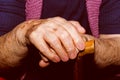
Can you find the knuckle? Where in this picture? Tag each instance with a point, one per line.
(70, 49)
(64, 35)
(54, 40)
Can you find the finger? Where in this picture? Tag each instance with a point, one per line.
(44, 58)
(41, 45)
(55, 44)
(72, 31)
(78, 26)
(67, 42)
(43, 63)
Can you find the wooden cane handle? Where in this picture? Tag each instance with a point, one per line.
(89, 48)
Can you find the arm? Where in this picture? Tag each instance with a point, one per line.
(47, 35)
(106, 49)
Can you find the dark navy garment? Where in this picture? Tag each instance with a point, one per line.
(12, 12)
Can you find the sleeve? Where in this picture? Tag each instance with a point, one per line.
(11, 14)
(110, 17)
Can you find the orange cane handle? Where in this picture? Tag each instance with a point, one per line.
(89, 48)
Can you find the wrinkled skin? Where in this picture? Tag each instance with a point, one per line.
(58, 40)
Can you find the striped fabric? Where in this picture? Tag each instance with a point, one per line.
(33, 9)
(93, 15)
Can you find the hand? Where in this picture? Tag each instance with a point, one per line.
(56, 38)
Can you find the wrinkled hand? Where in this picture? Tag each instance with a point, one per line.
(56, 38)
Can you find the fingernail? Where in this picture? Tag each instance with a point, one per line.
(81, 46)
(72, 55)
(64, 59)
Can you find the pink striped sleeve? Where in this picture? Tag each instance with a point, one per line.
(33, 9)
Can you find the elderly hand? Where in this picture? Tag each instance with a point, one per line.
(56, 38)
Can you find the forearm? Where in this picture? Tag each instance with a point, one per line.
(107, 50)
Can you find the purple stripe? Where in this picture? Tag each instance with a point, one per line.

· · ·

### [Directions]
Extract every line of the data exactly; pictures stay out.

### [Exercise result]
Can you find the knuckle? Where in this picture? Tag each instance with a point, one per line.
(70, 49)
(64, 35)
(54, 40)
Can you find the finger? Where in this picture? Tag each instance with a point, one per line.
(44, 58)
(41, 45)
(55, 44)
(72, 31)
(78, 26)
(67, 42)
(43, 63)
Can you find the wooden cane handle? Where in this picture? Tag each instance with a point, one per line.
(89, 48)
Can you find the arm? Where in this picture? Tag each instance with a point, one per line.
(47, 35)
(106, 49)
Can you find the dark navy garment? Where in this picture? Tag each instance with a point, one per line.
(12, 12)
Can you find the sleeve? Where in this picture? Tag each instance with a point, one per line.
(11, 14)
(110, 17)
Can you find the orange cane handle? Where in this picture? Tag each instance with a point, one per line.
(89, 48)
Can you find the wrinkled skin? Where in this picture? Tag each instance with a point, one per line.
(58, 40)
Can you find the striped fabric? Where in this picture? Tag each instance with a point, one per line.
(33, 9)
(93, 15)
Can you find the hand? Where in this picture? Tag each instance with a point, one per line.
(56, 38)
Can you find the wrinkled hand? Where in this picture? Tag each instance with a point, one per line.
(56, 38)
Can you find the fingernail? Where in this picture? Tag each instance with a point, one per line.
(81, 46)
(72, 55)
(64, 59)
Can you find the pink striped sleeve? Where in this picture? Tag each instance with a point, one per line.
(33, 9)
Can you find the elderly hand? Where in this picture? Tag each instance with a point, one per line.
(56, 38)
Can you find the forearm? Where in this picture? Tag each instance with a point, one per line.
(107, 50)
Can you find the purple stripe? Where in this picture? Tag each instance with a point, one per line.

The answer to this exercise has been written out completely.